### Problem to work on:
Copy the data from the line containing "Teacher note: indicate the wooden plank" to the line containing "Target: exposed rock face", substituting "single mark" for each "single dot" and changing nothing else.

Start of Material supplied

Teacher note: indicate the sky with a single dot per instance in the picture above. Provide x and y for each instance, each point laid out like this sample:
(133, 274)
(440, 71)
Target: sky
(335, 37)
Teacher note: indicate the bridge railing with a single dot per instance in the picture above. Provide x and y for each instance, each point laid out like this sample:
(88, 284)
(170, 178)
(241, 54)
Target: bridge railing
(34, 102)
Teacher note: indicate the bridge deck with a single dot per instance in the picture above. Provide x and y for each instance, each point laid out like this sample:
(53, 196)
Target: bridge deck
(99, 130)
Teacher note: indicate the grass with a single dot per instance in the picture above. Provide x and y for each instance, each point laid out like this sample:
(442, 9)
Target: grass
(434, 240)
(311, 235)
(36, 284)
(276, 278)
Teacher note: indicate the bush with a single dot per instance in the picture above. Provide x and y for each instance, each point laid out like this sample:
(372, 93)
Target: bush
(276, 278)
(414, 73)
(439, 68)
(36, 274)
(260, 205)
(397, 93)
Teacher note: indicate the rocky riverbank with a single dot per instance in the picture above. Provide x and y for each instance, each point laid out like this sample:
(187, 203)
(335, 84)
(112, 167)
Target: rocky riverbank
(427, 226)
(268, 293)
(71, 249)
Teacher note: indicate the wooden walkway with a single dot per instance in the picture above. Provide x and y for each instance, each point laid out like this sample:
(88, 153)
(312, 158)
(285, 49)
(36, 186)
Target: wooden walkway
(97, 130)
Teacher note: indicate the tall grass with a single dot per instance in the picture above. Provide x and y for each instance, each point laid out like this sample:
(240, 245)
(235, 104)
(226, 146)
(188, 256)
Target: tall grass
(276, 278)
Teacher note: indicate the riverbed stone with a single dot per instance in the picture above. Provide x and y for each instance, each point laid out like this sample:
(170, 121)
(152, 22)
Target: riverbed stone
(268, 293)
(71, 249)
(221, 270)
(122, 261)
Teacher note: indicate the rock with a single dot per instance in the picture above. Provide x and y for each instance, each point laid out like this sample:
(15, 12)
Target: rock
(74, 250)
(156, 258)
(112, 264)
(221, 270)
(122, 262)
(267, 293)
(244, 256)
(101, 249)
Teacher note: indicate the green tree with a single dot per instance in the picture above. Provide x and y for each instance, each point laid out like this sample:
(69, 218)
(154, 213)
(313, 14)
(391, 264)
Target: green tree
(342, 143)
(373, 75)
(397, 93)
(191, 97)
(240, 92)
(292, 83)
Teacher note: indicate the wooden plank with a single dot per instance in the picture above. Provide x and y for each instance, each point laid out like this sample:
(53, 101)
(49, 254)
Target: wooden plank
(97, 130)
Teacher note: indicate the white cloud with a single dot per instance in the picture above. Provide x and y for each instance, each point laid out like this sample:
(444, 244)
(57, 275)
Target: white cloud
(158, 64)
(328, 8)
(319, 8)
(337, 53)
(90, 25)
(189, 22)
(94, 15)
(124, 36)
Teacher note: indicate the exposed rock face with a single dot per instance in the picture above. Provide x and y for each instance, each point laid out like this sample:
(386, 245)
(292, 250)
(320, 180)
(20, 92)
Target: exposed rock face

End of Material supplied
Start of Material supplied

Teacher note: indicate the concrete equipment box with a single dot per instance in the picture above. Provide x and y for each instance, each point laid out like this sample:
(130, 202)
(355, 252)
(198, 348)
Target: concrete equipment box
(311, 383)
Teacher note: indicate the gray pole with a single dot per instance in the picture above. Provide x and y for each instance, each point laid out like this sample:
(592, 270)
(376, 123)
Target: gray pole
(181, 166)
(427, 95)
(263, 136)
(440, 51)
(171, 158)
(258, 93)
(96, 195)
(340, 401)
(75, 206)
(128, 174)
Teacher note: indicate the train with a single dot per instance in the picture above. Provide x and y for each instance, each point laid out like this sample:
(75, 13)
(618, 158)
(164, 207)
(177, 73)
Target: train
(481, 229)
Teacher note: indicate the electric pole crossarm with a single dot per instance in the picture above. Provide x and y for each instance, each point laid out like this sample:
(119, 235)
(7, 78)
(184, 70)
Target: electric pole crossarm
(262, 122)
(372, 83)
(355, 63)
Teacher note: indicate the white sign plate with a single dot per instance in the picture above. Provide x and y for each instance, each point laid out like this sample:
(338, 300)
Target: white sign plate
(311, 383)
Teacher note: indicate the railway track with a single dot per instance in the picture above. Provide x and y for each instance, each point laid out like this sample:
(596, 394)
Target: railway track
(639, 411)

End of Material supplied

### Task result:
Teacher note: indicate the wooden plank with a single mark per instance in the picture above. Provide x and y for each instance, each point laid out like this sample:
(53, 101)
(49, 254)
Target: wooden plank
(97, 130)
Teacher note: indicate the white cloud with a single mark per instance in the picture above. Provide x and y for each instance, each point laid out like this sample:
(444, 244)
(57, 275)
Target: white cloud
(158, 64)
(328, 8)
(319, 8)
(337, 53)
(90, 25)
(189, 22)
(94, 15)
(124, 36)
Teacher note: indicate the exposed rock face with a single mark per instance in the picture above. Provide x and y for each instance, each point laid out like this sample:
(386, 245)
(292, 250)
(320, 180)
(20, 92)
Target: exposed rock face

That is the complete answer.